Une saison footballistique hors-normes en Europe

, par Jérôme Flury

Une saison footballistique hors-normes en Europe
Image : Matthew Henry / Burst

Des suspensions, des tribunes vides, des calendriers sans cesse remis à jour, des blessures et des absences en cascades mais surtout, des classements surprenants dans de nombreux pays : même si elle n’est pas encore arrivée à son terme, la saison 2020-2021 fera date dans la grande histoire du football continental. Sans oublier la dernière polémique autour de la nouvelle « Superligue européenne » et la fronde des grandes puissances (Real Madrid et Manchester en tête) qui ne cesse de prendre de l’ampleur.

Septuple vainqueur de la compétition, cinq fois champion consécutivement : l’Olympique lyonnais est un ogre sur la scène continentale féminine. Mais, le dimanche 18 avril, c’est un petit cataclysme qui s’est produit. L’équipe a en effet été éliminée chez elle en quart de finale retour (0-1 et 2-1), contre un autre club français, le Paris Saint-Germain. Pour la première fois depuis 2015, la Coupe va changer de mains. Et un nouveau nom sera à ajouter au palmarès puisque des quatre équipes encore qualifiées (Barcelone, Paris SG, Chelsea, Bayern Munich), aucune n’a déjà remporté cette récompense. Ce quart de finale de la Coupe d’Europe féminine entre le Paris Saint-Germain et Lyon avait dû être reporté en raison d’un « cluster » de cas de Covid au sein de l’effectif des Lyonnaises.

**Données présentées:**
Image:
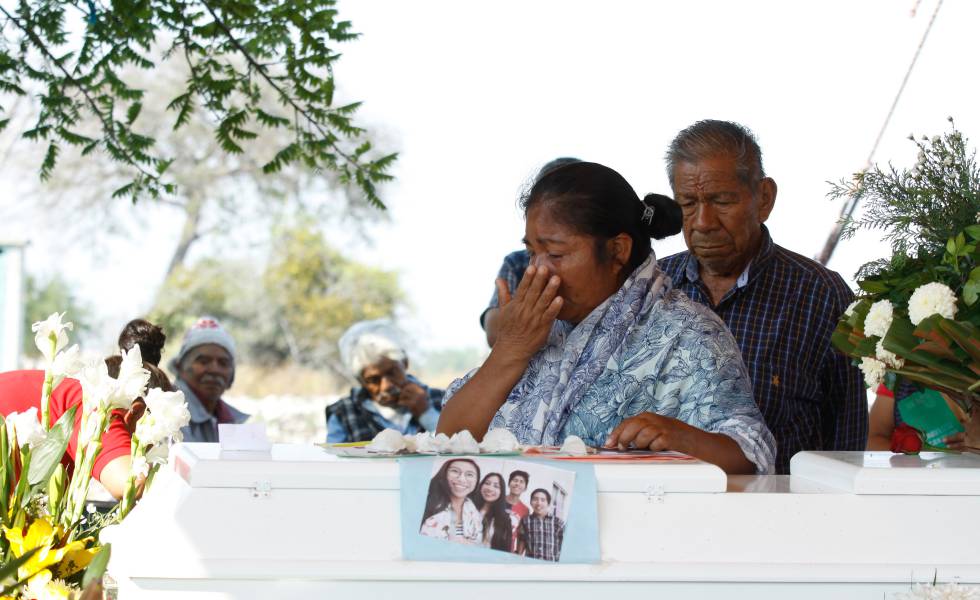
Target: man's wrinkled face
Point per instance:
(208, 370)
(540, 504)
(722, 216)
(384, 380)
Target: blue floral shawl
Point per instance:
(647, 348)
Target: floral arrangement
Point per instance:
(49, 546)
(918, 316)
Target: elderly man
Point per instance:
(205, 369)
(387, 397)
(780, 306)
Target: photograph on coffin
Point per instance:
(513, 506)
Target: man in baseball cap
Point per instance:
(205, 369)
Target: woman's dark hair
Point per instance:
(497, 515)
(150, 338)
(594, 200)
(438, 498)
(157, 377)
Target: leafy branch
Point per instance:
(252, 63)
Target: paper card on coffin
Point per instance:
(928, 473)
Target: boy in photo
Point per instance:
(518, 510)
(541, 532)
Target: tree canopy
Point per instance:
(251, 64)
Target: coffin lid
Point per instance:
(928, 473)
(289, 466)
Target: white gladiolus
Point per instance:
(930, 299)
(889, 358)
(140, 467)
(45, 330)
(874, 371)
(26, 427)
(97, 386)
(159, 453)
(132, 380)
(66, 364)
(166, 413)
(879, 318)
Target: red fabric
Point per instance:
(20, 390)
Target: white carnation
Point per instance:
(874, 371)
(879, 318)
(930, 299)
(463, 442)
(889, 358)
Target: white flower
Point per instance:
(879, 318)
(26, 426)
(874, 371)
(463, 442)
(159, 453)
(48, 329)
(66, 364)
(889, 358)
(166, 413)
(132, 380)
(97, 386)
(930, 299)
(140, 468)
(499, 440)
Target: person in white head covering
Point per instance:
(205, 369)
(386, 396)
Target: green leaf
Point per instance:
(48, 453)
(96, 568)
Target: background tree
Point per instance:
(293, 309)
(219, 196)
(252, 64)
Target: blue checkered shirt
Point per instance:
(782, 311)
(542, 536)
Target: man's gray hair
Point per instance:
(367, 342)
(711, 138)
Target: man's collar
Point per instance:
(691, 269)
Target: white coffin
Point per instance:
(928, 473)
(294, 523)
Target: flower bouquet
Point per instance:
(49, 545)
(918, 317)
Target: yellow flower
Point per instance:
(40, 534)
(42, 587)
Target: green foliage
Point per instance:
(305, 298)
(919, 209)
(45, 297)
(252, 64)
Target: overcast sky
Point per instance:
(476, 96)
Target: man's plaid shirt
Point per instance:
(542, 536)
(782, 312)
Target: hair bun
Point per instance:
(666, 217)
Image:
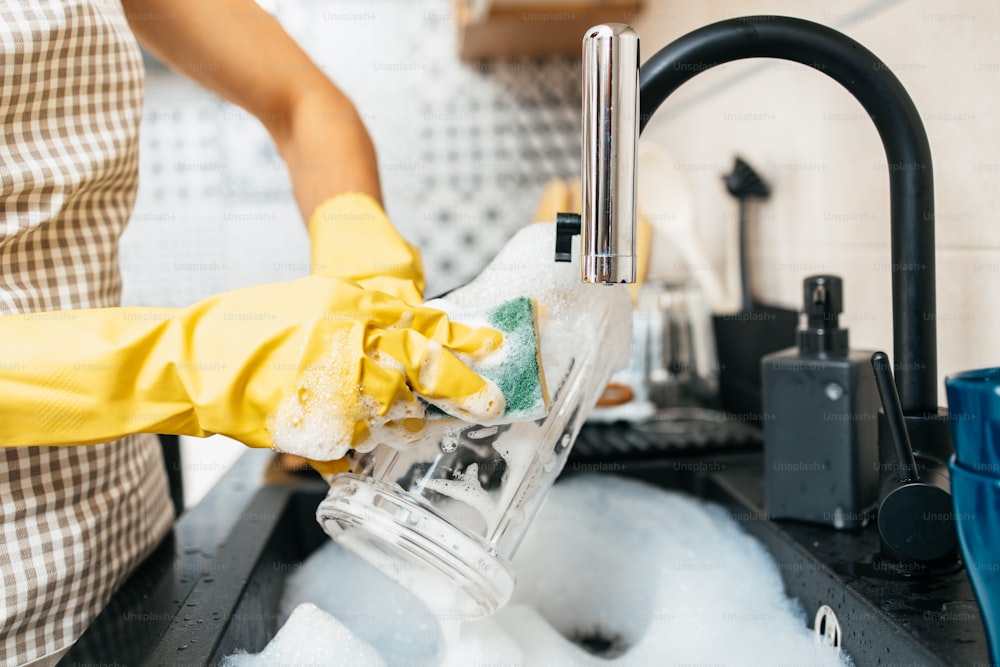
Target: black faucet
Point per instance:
(612, 121)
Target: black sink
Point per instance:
(214, 586)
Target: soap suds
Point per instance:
(613, 572)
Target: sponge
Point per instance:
(516, 367)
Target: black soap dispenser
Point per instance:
(821, 408)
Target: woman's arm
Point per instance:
(237, 50)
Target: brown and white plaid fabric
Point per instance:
(74, 521)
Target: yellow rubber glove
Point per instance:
(313, 366)
(352, 238)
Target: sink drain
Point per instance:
(600, 644)
(827, 627)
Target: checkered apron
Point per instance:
(74, 521)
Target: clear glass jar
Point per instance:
(445, 516)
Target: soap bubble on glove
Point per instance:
(323, 419)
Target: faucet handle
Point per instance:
(916, 521)
(567, 226)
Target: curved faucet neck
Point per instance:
(911, 183)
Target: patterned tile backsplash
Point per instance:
(464, 150)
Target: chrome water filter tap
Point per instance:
(610, 138)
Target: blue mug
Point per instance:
(974, 418)
(976, 497)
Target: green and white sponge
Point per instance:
(516, 367)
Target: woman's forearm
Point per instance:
(327, 149)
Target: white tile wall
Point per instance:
(465, 150)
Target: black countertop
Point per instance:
(217, 548)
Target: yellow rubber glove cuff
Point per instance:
(352, 238)
(315, 366)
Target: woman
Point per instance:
(77, 520)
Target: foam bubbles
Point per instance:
(311, 637)
(612, 572)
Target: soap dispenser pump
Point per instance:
(821, 409)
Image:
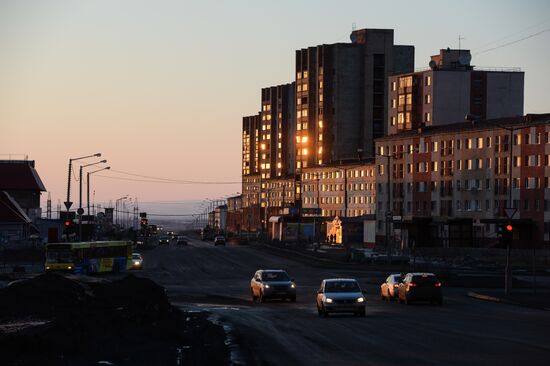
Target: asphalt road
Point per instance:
(463, 331)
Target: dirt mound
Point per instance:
(126, 322)
(43, 296)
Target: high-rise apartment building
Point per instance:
(251, 144)
(450, 89)
(277, 146)
(341, 96)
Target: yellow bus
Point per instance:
(89, 257)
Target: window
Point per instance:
(428, 117)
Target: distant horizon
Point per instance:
(160, 90)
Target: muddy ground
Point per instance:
(54, 319)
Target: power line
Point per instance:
(174, 180)
(513, 42)
(164, 182)
(512, 34)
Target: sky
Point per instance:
(160, 87)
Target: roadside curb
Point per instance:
(298, 253)
(482, 297)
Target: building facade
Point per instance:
(459, 172)
(347, 190)
(341, 96)
(451, 89)
(251, 145)
(277, 131)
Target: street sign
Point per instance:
(510, 212)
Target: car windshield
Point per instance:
(342, 286)
(275, 276)
(59, 256)
(424, 279)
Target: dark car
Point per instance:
(420, 287)
(390, 288)
(164, 240)
(182, 240)
(137, 261)
(340, 295)
(273, 284)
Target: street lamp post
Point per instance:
(68, 203)
(388, 214)
(118, 216)
(80, 209)
(88, 187)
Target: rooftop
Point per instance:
(19, 175)
(476, 125)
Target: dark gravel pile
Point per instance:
(125, 322)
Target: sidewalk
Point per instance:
(520, 297)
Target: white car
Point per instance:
(219, 240)
(340, 295)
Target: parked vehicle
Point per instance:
(182, 240)
(390, 288)
(164, 240)
(270, 283)
(89, 257)
(219, 240)
(340, 295)
(137, 261)
(420, 287)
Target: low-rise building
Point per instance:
(21, 181)
(345, 190)
(449, 185)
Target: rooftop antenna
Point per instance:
(460, 38)
(49, 207)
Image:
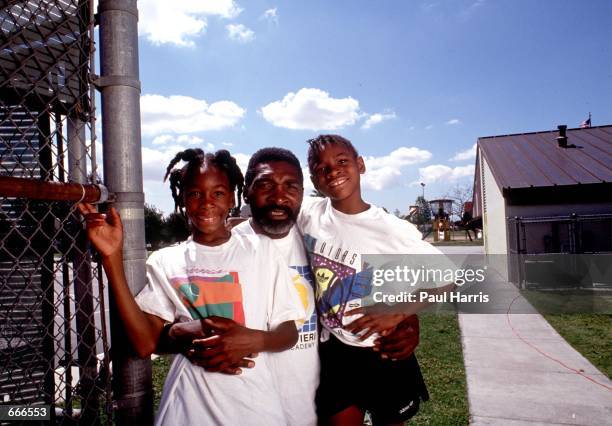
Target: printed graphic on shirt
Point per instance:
(206, 296)
(337, 281)
(308, 332)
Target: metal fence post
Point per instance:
(120, 87)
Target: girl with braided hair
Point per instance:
(238, 286)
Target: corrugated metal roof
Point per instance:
(535, 159)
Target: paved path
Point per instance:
(520, 371)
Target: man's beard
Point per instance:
(271, 226)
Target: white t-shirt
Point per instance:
(335, 243)
(244, 279)
(296, 370)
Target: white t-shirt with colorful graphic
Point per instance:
(296, 370)
(335, 243)
(244, 279)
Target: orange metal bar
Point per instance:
(51, 191)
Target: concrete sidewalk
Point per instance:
(520, 371)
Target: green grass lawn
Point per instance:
(441, 360)
(160, 367)
(589, 334)
(582, 317)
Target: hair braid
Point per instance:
(195, 158)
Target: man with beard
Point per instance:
(274, 190)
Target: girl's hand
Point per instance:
(376, 319)
(401, 343)
(105, 231)
(231, 346)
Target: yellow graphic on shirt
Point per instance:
(300, 286)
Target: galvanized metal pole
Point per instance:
(83, 288)
(120, 87)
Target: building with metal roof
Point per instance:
(545, 192)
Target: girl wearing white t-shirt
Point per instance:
(238, 286)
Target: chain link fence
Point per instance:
(537, 243)
(53, 333)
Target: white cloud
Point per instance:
(378, 118)
(440, 172)
(178, 22)
(468, 154)
(312, 109)
(182, 139)
(384, 172)
(242, 160)
(240, 33)
(183, 114)
(270, 15)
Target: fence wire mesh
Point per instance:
(53, 332)
(538, 239)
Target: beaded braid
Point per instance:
(318, 144)
(195, 158)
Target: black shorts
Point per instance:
(390, 390)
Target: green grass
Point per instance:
(570, 301)
(160, 367)
(582, 318)
(589, 334)
(441, 359)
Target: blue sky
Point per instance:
(412, 83)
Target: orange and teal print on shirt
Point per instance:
(205, 296)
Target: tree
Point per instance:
(154, 227)
(460, 194)
(422, 215)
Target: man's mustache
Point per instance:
(285, 209)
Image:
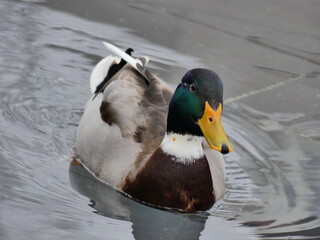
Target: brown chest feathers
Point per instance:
(167, 183)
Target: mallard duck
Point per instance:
(159, 147)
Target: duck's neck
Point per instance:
(182, 148)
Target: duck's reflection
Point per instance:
(147, 223)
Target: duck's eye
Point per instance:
(192, 87)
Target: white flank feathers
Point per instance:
(185, 148)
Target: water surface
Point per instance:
(267, 54)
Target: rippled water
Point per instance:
(269, 62)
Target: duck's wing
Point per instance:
(123, 123)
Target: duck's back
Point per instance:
(122, 125)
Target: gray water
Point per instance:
(267, 54)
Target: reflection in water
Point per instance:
(147, 222)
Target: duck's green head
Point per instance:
(196, 108)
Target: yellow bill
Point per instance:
(211, 127)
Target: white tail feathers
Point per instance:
(100, 71)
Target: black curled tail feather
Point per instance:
(112, 71)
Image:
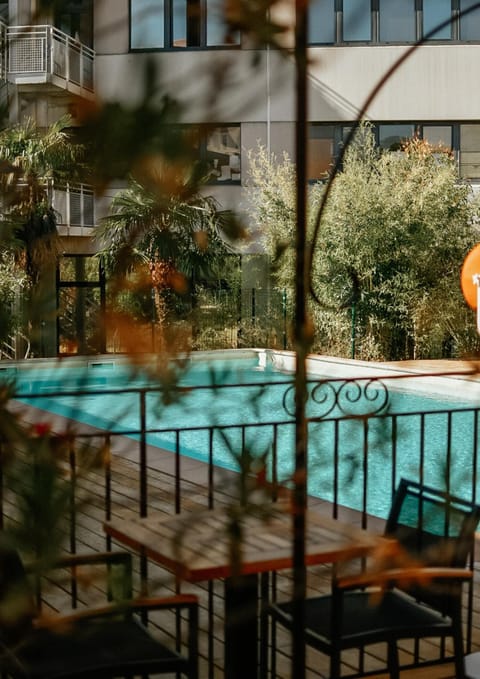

**Exercice:**
Recopiez fidèlement le passage de l'article sur la saison de football 2020-2021 qui va de « Des suspensions, des » jusqu'à « prendre de l’ampleur. ».

**Corrigé:**
Des suspensions, des tribunes vides, des calendriers sans cesse remis à jour, des blessures et des absences en cascades mais surtout, des classements surprenants dans de nombreux pays : même si elle n’est pas encore arrivée à son terme, la saison 2020-2021 fera date dans la grande histoire du football continental. Sans oublier la dernière polémique autour de la nouvelle « Superligue européenne » et la fronde des grandes puissances (Real Madrid et Manchester en tête) qui ne cesse de prendre de l’ampleur.